_WRITTEN TASK_
Find the line containing "[locate] fingernail (one". Reproduce it and every line after it up to the end of the records, exactly as written.

_INPUT FOR THIS TASK_
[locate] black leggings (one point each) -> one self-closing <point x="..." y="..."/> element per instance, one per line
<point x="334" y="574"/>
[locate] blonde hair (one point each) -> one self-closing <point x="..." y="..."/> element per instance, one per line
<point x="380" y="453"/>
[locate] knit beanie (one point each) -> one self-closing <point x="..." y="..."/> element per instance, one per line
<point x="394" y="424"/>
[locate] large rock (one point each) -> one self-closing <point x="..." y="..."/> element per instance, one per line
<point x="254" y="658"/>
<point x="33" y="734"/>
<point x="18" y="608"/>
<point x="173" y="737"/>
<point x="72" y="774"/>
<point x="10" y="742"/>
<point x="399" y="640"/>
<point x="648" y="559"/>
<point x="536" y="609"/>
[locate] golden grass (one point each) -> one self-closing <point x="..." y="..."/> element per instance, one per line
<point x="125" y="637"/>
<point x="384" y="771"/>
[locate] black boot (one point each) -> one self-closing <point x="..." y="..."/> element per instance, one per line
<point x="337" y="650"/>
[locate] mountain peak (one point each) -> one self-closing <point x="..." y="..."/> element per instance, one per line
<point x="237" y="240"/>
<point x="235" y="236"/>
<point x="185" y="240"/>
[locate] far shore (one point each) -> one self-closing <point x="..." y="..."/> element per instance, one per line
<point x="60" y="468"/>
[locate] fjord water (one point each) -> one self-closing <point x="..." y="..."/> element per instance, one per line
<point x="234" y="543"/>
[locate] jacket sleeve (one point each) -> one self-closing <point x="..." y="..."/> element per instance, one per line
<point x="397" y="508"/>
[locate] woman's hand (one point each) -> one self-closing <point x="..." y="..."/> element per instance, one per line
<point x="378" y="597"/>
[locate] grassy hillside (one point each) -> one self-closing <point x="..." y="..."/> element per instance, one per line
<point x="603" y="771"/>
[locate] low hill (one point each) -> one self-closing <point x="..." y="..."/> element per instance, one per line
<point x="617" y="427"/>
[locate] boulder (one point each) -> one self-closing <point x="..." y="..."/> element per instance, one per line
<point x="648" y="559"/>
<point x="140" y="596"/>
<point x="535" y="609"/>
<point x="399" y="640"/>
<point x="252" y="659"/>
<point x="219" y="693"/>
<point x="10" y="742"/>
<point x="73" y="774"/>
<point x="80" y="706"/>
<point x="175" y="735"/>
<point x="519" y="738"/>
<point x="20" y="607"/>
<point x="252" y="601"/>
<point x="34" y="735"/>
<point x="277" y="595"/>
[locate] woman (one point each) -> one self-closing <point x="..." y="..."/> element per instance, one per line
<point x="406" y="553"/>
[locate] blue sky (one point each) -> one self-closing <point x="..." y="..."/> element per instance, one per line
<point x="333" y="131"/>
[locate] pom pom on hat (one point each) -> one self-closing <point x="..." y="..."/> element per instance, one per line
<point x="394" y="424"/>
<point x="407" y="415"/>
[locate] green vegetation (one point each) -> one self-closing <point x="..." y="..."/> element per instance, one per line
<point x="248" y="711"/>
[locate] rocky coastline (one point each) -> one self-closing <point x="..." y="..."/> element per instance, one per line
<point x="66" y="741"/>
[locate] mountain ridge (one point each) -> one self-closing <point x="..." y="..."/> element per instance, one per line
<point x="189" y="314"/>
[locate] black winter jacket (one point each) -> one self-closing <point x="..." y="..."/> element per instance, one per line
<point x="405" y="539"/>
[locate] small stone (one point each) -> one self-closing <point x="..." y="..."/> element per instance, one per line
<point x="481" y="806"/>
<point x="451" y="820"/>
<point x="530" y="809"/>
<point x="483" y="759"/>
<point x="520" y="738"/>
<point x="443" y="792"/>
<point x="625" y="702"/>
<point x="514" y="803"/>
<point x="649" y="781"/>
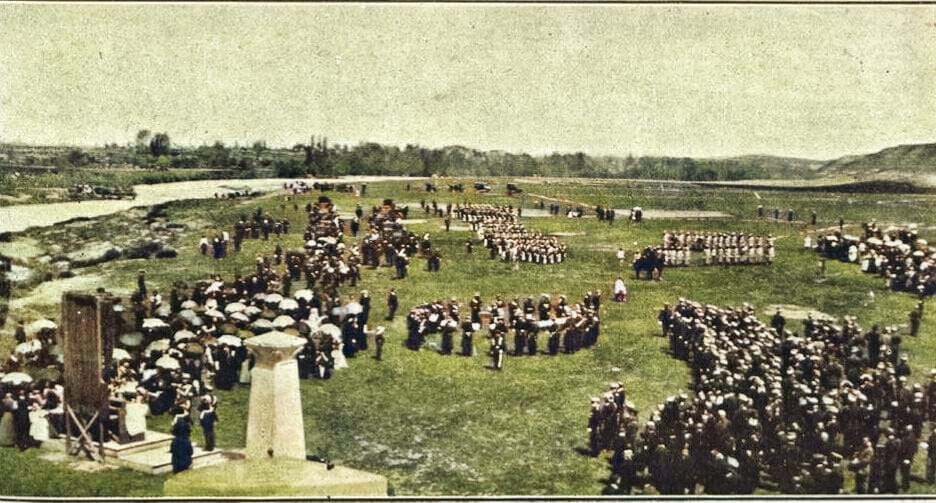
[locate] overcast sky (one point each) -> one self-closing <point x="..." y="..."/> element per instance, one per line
<point x="807" y="81"/>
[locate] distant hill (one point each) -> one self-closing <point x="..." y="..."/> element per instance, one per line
<point x="913" y="163"/>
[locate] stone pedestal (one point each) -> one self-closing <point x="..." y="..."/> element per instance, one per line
<point x="274" y="421"/>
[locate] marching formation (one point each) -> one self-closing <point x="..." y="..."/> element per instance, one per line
<point x="388" y="237"/>
<point x="567" y="327"/>
<point x="717" y="248"/>
<point x="508" y="239"/>
<point x="896" y="254"/>
<point x="773" y="408"/>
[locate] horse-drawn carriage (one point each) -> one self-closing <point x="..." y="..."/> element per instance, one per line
<point x="482" y="187"/>
<point x="650" y="262"/>
<point x="839" y="247"/>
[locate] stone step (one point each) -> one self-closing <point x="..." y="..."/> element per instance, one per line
<point x="153" y="440"/>
<point x="159" y="461"/>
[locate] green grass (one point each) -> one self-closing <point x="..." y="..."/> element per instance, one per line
<point x="446" y="425"/>
<point x="50" y="187"/>
<point x="28" y="474"/>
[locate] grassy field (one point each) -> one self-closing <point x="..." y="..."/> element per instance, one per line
<point x="446" y="425"/>
<point x="50" y="187"/>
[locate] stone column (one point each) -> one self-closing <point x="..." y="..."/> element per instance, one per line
<point x="274" y="421"/>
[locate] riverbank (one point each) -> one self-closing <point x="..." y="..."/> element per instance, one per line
<point x="21" y="217"/>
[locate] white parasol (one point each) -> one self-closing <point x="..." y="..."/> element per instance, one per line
<point x="184" y="335"/>
<point x="234" y="307"/>
<point x="154" y="323"/>
<point x="283" y="321"/>
<point x="16" y="378"/>
<point x="167" y="362"/>
<point x="304" y="294"/>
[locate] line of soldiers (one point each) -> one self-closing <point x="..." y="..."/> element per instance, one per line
<point x="779" y="410"/>
<point x="388" y="237"/>
<point x="790" y="214"/>
<point x="478" y="214"/>
<point x="720" y="248"/>
<point x="569" y="327"/>
<point x="896" y="254"/>
<point x="435" y="209"/>
<point x="605" y="214"/>
<point x="259" y="226"/>
<point x="512" y="242"/>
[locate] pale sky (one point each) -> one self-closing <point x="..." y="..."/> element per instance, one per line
<point x="703" y="80"/>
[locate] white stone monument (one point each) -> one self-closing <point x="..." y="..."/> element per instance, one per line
<point x="274" y="422"/>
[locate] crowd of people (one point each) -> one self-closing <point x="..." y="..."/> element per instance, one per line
<point x="773" y="408"/>
<point x="897" y="254"/>
<point x="170" y="356"/>
<point x="508" y="239"/>
<point x="259" y="226"/>
<point x="565" y="327"/>
<point x="717" y="248"/>
<point x="387" y="237"/>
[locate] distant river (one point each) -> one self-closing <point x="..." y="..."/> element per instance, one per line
<point x="21" y="217"/>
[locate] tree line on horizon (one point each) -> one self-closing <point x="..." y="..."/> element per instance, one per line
<point x="319" y="158"/>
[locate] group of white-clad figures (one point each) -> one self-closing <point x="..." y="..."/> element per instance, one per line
<point x="508" y="239"/>
<point x="716" y="248"/>
<point x="895" y="253"/>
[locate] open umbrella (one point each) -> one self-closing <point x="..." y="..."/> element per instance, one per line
<point x="128" y="387"/>
<point x="303" y="294"/>
<point x="40" y="325"/>
<point x="262" y="325"/>
<point x="132" y="340"/>
<point x="120" y="354"/>
<point x="154" y="323"/>
<point x="234" y="307"/>
<point x="16" y="378"/>
<point x="184" y="335"/>
<point x="229" y="340"/>
<point x="283" y="321"/>
<point x="28" y="347"/>
<point x="158" y="345"/>
<point x="167" y="362"/>
<point x="194" y="348"/>
<point x="329" y="329"/>
<point x="187" y="315"/>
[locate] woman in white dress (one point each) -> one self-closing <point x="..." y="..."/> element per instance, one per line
<point x="38" y="422"/>
<point x="338" y="356"/>
<point x="620" y="290"/>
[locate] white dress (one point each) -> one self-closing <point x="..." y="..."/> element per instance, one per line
<point x="39" y="425"/>
<point x="338" y="357"/>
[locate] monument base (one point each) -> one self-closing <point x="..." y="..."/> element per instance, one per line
<point x="150" y="455"/>
<point x="275" y="477"/>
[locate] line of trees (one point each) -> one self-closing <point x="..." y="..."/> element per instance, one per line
<point x="321" y="158"/>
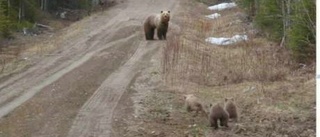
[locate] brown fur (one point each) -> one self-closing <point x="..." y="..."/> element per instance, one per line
<point x="193" y="104"/>
<point x="159" y="22"/>
<point x="231" y="108"/>
<point x="218" y="113"/>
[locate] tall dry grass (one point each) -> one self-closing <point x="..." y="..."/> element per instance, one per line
<point x="188" y="57"/>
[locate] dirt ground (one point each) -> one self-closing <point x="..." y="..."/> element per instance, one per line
<point x="99" y="77"/>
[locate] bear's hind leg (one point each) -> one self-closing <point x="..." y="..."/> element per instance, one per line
<point x="159" y="33"/>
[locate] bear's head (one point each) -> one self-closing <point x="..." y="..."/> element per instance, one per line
<point x="165" y="16"/>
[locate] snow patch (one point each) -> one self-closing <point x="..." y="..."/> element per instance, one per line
<point x="227" y="41"/>
<point x="222" y="6"/>
<point x="213" y="16"/>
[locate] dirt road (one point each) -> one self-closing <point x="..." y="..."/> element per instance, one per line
<point x="74" y="91"/>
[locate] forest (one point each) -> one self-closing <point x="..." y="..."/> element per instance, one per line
<point x="291" y="23"/>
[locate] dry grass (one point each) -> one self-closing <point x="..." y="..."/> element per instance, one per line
<point x="275" y="97"/>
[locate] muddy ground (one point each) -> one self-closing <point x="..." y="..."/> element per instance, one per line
<point x="99" y="77"/>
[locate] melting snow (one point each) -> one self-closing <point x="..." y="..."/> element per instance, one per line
<point x="222" y="6"/>
<point x="227" y="41"/>
<point x="213" y="16"/>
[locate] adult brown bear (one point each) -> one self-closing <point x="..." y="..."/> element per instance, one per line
<point x="159" y="22"/>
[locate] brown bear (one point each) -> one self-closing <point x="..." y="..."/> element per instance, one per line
<point x="193" y="104"/>
<point x="231" y="108"/>
<point x="159" y="22"/>
<point x="218" y="113"/>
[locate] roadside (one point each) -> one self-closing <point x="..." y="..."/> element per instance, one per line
<point x="275" y="97"/>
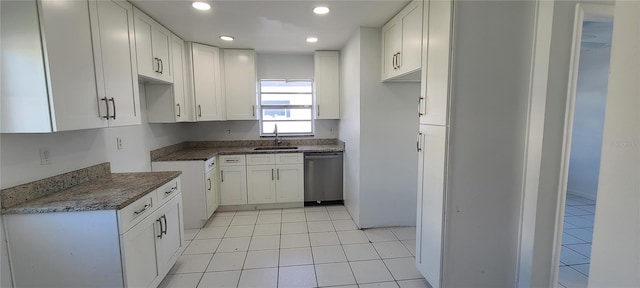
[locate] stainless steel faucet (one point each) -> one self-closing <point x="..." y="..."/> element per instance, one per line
<point x="277" y="140"/>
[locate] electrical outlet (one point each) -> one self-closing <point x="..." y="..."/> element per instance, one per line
<point x="45" y="156"/>
<point x="119" y="140"/>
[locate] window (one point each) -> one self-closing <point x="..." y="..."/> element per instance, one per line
<point x="288" y="104"/>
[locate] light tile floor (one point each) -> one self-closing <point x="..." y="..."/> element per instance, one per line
<point x="576" y="242"/>
<point x="317" y="246"/>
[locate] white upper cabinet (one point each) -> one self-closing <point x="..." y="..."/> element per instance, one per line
<point x="172" y="103"/>
<point x="207" y="87"/>
<point x="117" y="65"/>
<point x="402" y="44"/>
<point x="434" y="88"/>
<point x="327" y="84"/>
<point x="62" y="69"/>
<point x="240" y="84"/>
<point x="153" y="43"/>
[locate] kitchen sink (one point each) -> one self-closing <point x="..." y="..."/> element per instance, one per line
<point x="276" y="148"/>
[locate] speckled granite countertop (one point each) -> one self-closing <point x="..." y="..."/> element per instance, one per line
<point x="106" y="192"/>
<point x="193" y="151"/>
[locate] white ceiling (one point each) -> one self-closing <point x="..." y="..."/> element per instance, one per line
<point x="271" y="26"/>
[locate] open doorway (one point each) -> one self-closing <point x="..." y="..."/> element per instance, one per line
<point x="583" y="141"/>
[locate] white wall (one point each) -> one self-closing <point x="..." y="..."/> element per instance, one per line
<point x="389" y="160"/>
<point x="350" y="123"/>
<point x="588" y="122"/>
<point x="270" y="66"/>
<point x="490" y="88"/>
<point x="615" y="254"/>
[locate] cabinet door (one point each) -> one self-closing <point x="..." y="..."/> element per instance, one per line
<point x="161" y="41"/>
<point x="210" y="192"/>
<point x="240" y="84"/>
<point x="327" y="84"/>
<point x="435" y="81"/>
<point x="168" y="245"/>
<point x="206" y="83"/>
<point x="139" y="255"/>
<point x="431" y="207"/>
<point x="290" y="183"/>
<point x="233" y="185"/>
<point x="410" y="57"/>
<point x="73" y="85"/>
<point x="261" y="184"/>
<point x="391" y="45"/>
<point x="115" y="20"/>
<point x="147" y="66"/>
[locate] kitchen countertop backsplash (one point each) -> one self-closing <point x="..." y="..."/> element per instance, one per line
<point x="203" y="150"/>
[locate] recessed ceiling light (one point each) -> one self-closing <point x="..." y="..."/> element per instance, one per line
<point x="201" y="5"/>
<point x="321" y="10"/>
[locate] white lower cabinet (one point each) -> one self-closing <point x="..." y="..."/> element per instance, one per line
<point x="199" y="190"/>
<point x="233" y="180"/>
<point x="280" y="180"/>
<point x="135" y="246"/>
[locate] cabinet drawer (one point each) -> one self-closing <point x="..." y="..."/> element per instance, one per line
<point x="209" y="164"/>
<point x="136" y="211"/>
<point x="167" y="191"/>
<point x="232" y="160"/>
<point x="260" y="159"/>
<point x="289" y="158"/>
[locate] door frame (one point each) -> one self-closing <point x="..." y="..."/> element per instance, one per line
<point x="583" y="12"/>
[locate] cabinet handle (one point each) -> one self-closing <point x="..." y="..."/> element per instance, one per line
<point x="106" y="103"/>
<point x="113" y="101"/>
<point x="159" y="220"/>
<point x="165" y="224"/>
<point x="142" y="210"/>
<point x="156" y="65"/>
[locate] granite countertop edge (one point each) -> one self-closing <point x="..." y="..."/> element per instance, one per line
<point x="110" y="192"/>
<point x="205" y="153"/>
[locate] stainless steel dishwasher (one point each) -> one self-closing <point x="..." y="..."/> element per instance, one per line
<point x="323" y="176"/>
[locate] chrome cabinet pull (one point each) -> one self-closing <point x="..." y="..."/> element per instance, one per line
<point x="113" y="101"/>
<point x="142" y="210"/>
<point x="106" y="103"/>
<point x="159" y="222"/>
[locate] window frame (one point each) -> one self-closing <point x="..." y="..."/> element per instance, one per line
<point x="261" y="109"/>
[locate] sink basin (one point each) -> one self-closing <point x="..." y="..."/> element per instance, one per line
<point x="276" y="148"/>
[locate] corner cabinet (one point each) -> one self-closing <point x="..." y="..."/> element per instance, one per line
<point x="206" y="74"/>
<point x="240" y="84"/>
<point x="70" y="74"/>
<point x="200" y="188"/>
<point x="168" y="103"/>
<point x="135" y="246"/>
<point x="402" y="44"/>
<point x="153" y="43"/>
<point x="327" y="84"/>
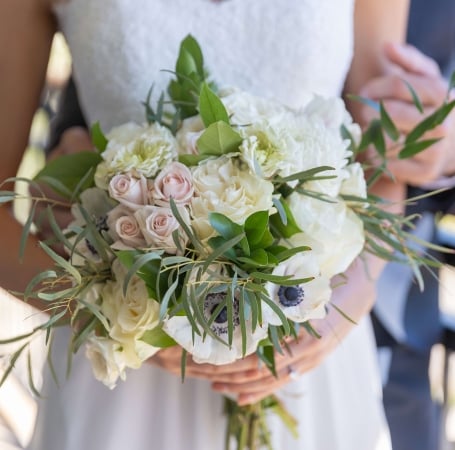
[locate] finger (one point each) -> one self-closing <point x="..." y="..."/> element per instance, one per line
<point x="75" y="139"/>
<point x="431" y="91"/>
<point x="410" y="59"/>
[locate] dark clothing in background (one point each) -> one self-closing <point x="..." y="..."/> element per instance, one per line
<point x="413" y="417"/>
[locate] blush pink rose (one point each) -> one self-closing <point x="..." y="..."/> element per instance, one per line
<point x="129" y="190"/>
<point x="124" y="229"/>
<point x="157" y="224"/>
<point x="174" y="181"/>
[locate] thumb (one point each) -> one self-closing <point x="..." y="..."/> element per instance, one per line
<point x="75" y="139"/>
<point x="409" y="59"/>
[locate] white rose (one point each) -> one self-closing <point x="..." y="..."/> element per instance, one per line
<point x="174" y="181"/>
<point x="157" y="224"/>
<point x="96" y="204"/>
<point x="354" y="181"/>
<point x="188" y="134"/>
<point x="222" y="186"/>
<point x="124" y="229"/>
<point x="129" y="190"/>
<point x="106" y="360"/>
<point x="335" y="228"/>
<point x="130" y="315"/>
<point x="136" y="149"/>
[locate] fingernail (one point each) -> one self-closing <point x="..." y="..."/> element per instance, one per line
<point x="219" y="387"/>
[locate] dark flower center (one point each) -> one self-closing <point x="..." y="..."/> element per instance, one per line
<point x="290" y="295"/>
<point x="222" y="315"/>
<point x="220" y="322"/>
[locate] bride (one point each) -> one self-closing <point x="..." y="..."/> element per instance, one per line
<point x="277" y="49"/>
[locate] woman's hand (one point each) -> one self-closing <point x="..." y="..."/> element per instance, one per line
<point x="250" y="381"/>
<point x="422" y="73"/>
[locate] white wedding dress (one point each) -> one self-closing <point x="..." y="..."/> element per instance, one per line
<point x="282" y="49"/>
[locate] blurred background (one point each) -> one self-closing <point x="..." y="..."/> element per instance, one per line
<point x="443" y="362"/>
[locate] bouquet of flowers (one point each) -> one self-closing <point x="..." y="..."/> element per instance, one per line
<point x="216" y="226"/>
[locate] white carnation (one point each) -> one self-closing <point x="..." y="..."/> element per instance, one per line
<point x="106" y="358"/>
<point x="136" y="149"/>
<point x="130" y="315"/>
<point x="222" y="185"/>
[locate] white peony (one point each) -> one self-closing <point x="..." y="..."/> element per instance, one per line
<point x="222" y="185"/>
<point x="301" y="302"/>
<point x="136" y="149"/>
<point x="188" y="134"/>
<point x="354" y="181"/>
<point x="106" y="358"/>
<point x="332" y="230"/>
<point x="130" y="315"/>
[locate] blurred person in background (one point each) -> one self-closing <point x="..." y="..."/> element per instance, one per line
<point x="407" y="322"/>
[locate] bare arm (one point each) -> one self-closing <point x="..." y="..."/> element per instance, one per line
<point x="27" y="28"/>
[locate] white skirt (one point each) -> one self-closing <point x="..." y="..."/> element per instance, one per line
<point x="338" y="407"/>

_REPLY_
[locate] fingernail (one point each) -> one self-closing <point x="..." y="..."/> element per instance, one per line
<point x="219" y="387"/>
[locate] dark flower center (one point each) -> one self-closing <point x="..." y="..."/> element per instance, one per line
<point x="290" y="295"/>
<point x="222" y="315"/>
<point x="220" y="322"/>
[locate] bride (one point each) -> one self-closing <point x="..." y="..."/> element per instance, one per line
<point x="277" y="49"/>
[locate] woman's hand (one point each) -> one self-closing <point x="..." y="..."/> element per instance, one per line
<point x="250" y="381"/>
<point x="422" y="73"/>
[locate] white wedding dress (one point each) -> one self-closing <point x="..." y="..."/> element per instance, one per line
<point x="282" y="49"/>
[locate] blurred background (one point each) -> one self-closing <point x="..." y="..."/> element per instance, one per line
<point x="443" y="362"/>
[locate] bouquet of flowers (one point each) -> one self-closing <point x="..." y="..."/> element per instance, one per line
<point x="216" y="226"/>
[locate] white carnation (one point each) -> one self-closing <point x="..." y="..."/> element per instance, one per line
<point x="106" y="358"/>
<point x="136" y="149"/>
<point x="130" y="315"/>
<point x="222" y="185"/>
[locate] white peony (one point each) -> one self-closing <point x="..." y="..."/> element per instance, one per line
<point x="222" y="185"/>
<point x="301" y="302"/>
<point x="136" y="149"/>
<point x="188" y="134"/>
<point x="354" y="181"/>
<point x="106" y="358"/>
<point x="332" y="230"/>
<point x="130" y="315"/>
[locate] blurred person in background (one point each) -> one self-closing <point x="..." y="..."/> element per instance, one per line
<point x="407" y="322"/>
[locate] bare arm (one point each) -> one self-closing <point x="..." y="..."/> element per instance, one per line
<point x="27" y="28"/>
[locate] white skirt (one point each) -> one self-closing <point x="..." y="..."/> element per instance, one per line
<point x="338" y="407"/>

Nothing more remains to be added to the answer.